Re: dbdebunk 'Quote of Week' comment

From: Hugo Kornelis <hugo_at_pe_NO_rFact.in_SPAM_fo>
Date: Tue, 23 Aug 2005 00:20:09 +0200
Message-ID: <bpgkg11qccbksdrggs7jeas55vg5noi2iq_at_4ax.com>


On 18 Aug 2005 15:06:06 -0700, -CELKO- wrote:

(snip)
>IDENTITY is an exposed PHYSICAL locator. What does that phrase mean?
>The value is created by looking at the internal state of the hardware
>at the time a PHYSICAL record containing a row is inserted into
>storage. Its purpose is to locate the row without any regard to what
>the data means.

Hi Joe,

I can't comment on IDENTITY in Sybase, but in MS SQL Server, IDENTITY is not "an exposed PHYSICAL locator" at all. Instead, it is a reliable and scalable mechanism for the generation of surrogate key values. The value created is not based on the internal state of the hardware, but at the number of preceding inserted rows, including the failed INSERTS that were rolled back. If you would say that anything that ignores ROLLBACK has no place in a relational database, you'd have a point. But your statement that IDENTITY exposes anything physical is just silly.

>Think about using a pointer or a track/sector number; same thing but
>different mechanism.

Task material:
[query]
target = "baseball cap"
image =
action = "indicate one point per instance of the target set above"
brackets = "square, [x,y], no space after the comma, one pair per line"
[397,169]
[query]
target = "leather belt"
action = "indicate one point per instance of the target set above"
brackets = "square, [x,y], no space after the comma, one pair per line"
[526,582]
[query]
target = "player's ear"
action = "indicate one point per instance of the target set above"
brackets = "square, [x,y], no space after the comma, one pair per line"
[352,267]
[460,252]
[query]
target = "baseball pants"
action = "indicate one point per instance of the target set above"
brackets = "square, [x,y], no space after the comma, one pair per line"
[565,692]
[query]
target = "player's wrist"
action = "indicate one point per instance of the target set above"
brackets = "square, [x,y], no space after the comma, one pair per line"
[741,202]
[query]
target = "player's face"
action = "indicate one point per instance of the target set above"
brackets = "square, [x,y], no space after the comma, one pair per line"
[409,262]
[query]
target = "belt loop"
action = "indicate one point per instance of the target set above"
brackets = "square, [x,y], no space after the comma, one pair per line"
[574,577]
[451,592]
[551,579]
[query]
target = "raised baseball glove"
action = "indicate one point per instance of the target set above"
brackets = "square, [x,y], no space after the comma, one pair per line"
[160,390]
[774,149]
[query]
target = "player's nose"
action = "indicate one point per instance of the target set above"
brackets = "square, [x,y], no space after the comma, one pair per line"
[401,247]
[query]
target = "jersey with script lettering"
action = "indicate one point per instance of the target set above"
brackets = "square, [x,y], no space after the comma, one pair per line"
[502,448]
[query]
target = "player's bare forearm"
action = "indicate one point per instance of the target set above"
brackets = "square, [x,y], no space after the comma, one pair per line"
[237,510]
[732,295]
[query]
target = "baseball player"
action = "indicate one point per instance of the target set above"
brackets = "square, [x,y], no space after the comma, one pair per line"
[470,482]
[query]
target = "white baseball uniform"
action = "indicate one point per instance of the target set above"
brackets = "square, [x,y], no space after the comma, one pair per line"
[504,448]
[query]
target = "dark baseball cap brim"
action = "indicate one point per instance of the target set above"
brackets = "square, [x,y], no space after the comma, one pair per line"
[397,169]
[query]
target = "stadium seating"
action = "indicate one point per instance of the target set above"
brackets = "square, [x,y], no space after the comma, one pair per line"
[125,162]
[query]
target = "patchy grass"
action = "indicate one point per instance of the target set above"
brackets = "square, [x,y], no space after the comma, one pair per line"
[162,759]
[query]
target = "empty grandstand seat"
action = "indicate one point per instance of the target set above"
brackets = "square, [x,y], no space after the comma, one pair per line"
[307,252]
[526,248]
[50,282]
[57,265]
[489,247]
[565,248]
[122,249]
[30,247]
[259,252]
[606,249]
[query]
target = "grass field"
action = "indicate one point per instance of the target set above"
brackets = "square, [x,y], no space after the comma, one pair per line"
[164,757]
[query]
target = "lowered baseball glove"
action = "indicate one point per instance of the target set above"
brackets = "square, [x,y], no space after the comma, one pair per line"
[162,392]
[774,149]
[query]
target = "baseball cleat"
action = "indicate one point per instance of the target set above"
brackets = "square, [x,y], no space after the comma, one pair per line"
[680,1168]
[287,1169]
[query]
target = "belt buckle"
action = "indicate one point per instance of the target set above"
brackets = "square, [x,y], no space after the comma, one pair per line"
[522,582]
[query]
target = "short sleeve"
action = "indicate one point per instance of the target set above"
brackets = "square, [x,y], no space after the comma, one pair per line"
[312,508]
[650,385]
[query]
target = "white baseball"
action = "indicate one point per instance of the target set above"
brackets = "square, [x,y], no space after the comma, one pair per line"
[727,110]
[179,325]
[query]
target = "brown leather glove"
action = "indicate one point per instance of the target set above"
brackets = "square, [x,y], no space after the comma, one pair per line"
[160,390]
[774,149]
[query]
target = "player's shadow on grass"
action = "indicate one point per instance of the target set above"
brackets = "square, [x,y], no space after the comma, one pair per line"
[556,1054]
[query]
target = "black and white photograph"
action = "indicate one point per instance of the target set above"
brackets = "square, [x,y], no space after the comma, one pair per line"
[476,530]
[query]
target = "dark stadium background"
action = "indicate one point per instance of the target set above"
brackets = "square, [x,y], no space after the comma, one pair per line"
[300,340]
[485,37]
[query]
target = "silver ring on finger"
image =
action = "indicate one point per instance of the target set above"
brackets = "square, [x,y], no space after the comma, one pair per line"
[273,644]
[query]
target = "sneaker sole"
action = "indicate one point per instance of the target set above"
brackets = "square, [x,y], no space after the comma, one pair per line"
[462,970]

Given task A:
Answer these about the forum post on IDENTITY:
(i) On what date was the reply sent?
(ii) In the quoted message, what is the value said to be created by looking at?
(iii) According to the reply, what is the value in MS SQL Server based on instead?
Given task B:
Locate each line in the records that holds the string "white", and copy those lines out.
The text and the records have nothing to do with each other.

Final answer A:
(i) Tue, 23 Aug 2005.
(ii) The internal state of the hardware at the time a physical record containing a row is inserted into storage.
(iii) The number of preceding inserted rows, including the failed INSERTS that were rolled back.

Final answer B:
target = "white baseball uniform"
target = "white baseball"
target = "black and white photograph"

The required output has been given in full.